START Source document
Making an Enterprise Data Lake and Cloud Migration
Organizations are taking the digital route, which means most of their decisions are supported by data if not automated and directly data-driven. This shift of relying on data-backed insights has resulted in challenges that could not be anticipated earlier. For a multinational health care company primarily focusing on products to treat kidney disease and other chronic and acute medical conditions, this shift has led to many issues regarding storing large amounts of data while it is being easily accessible.


The Challenge
Data accessibility 
Working with multiple departments, teams or touch-points, which require different data repositories, creates data silos. The increase in quantity and diversity of data sets, mushroomed silos, leading to data security and data accessibility issues within the organization. Integrating, maintaining different data sources and avoiding duplication while maintaining data security and providing accessibility to confidential data to selective groups or individuals was a tedious task. Increasing number of data sets led to increased maintenance cost for on prem servers and data integration from various silos was time consuming due to restricted access to different data.
Data Quality 
The existing solutions within the organization couldn’t manage huge volumes of data and the variety of data, including unstructured data. In addition, due to the various sources from different siloed departments for the same data, the quality of data was drastically affected whenever any data reconciliation or data integration took place. The fragmented data created redundancy leading to cost inefficiency. The ambiguity and incomplete data also affects the decision making.
END Source document
START Excerpted records
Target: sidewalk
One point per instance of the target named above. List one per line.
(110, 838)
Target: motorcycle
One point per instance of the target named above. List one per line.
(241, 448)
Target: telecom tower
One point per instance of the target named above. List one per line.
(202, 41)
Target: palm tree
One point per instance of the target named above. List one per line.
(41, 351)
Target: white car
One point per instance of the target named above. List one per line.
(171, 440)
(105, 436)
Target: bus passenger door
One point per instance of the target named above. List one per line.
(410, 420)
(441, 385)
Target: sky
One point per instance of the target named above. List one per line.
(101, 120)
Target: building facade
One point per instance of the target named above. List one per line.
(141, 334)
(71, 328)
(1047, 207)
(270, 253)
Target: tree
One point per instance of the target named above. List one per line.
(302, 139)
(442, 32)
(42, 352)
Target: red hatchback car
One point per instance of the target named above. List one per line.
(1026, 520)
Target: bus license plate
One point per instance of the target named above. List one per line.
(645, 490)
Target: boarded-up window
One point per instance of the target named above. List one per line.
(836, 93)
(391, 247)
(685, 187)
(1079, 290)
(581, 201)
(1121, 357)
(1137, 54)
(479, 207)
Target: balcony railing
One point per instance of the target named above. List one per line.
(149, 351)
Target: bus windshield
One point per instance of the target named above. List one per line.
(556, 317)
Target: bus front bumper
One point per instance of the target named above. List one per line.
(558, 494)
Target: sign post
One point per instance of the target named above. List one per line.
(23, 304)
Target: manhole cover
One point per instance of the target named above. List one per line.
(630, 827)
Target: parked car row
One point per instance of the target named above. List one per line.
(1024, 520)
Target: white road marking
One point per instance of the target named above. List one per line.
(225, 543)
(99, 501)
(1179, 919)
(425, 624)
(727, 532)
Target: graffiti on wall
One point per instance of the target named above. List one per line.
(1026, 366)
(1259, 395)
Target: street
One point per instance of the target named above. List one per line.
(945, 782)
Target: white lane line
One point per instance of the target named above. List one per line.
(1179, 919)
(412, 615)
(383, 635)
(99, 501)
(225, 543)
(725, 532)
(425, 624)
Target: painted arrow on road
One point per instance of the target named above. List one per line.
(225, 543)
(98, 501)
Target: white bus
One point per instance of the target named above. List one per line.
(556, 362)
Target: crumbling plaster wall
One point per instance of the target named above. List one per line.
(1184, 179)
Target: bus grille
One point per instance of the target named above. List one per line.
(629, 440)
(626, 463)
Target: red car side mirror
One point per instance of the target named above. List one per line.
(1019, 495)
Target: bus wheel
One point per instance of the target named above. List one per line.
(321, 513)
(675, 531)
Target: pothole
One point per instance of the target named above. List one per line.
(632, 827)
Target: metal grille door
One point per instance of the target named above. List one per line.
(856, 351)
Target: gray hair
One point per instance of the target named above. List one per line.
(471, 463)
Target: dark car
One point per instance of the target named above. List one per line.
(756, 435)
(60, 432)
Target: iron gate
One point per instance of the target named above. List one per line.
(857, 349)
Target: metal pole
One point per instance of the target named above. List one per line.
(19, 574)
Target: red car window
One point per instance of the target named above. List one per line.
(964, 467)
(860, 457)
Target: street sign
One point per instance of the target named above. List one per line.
END Excerpted records
## Work to be completed
Print out the whole data lake and cloud migration text word for word. You can skip the records; they aren't needed for this.

## Exercise output
Making an Enterprise Data Lake and Cloud Migration
Organizations are taking the digital route, which means most of their decisions are supported by data if not automated and directly data-driven. This shift of relying on data-backed insights has resulted in challenges that could not be anticipated earlier. For a multinational health care company primarily focusing on products to treat kidney disease and other chronic and acute medical conditions, this shift has led to many issues regarding storing large amounts of data while it is being easily accessible.


The Challenge
Data accessibility 
Working with multiple departments, teams or touch-points, which require different data repositories, creates data silos. The increase in quantity and diversity of data sets, mushroomed silos, leading to data security and data accessibility issues within the organization. Integrating, maintaining different data sources and avoiding duplication while maintaining data security and providing accessibility to confidential data to selective groups or individuals was a tedious task. Increasing number of data sets led to increased maintenance cost for on prem servers and data integration from various silos was time consuming due to restricted access to different data.
Data Quality 
The existing solutions within the organization couldn’t manage huge volumes of data and the variety of data, including unstructured data. In addition, due to the various sources from different siloed departments for the same data, the quality of data was drastically affected whenever any data reconciliation or data integration took place. The fragmented data created redundancy leading to cost inefficiency. The ambiguity and incomplete data also affects the decision making.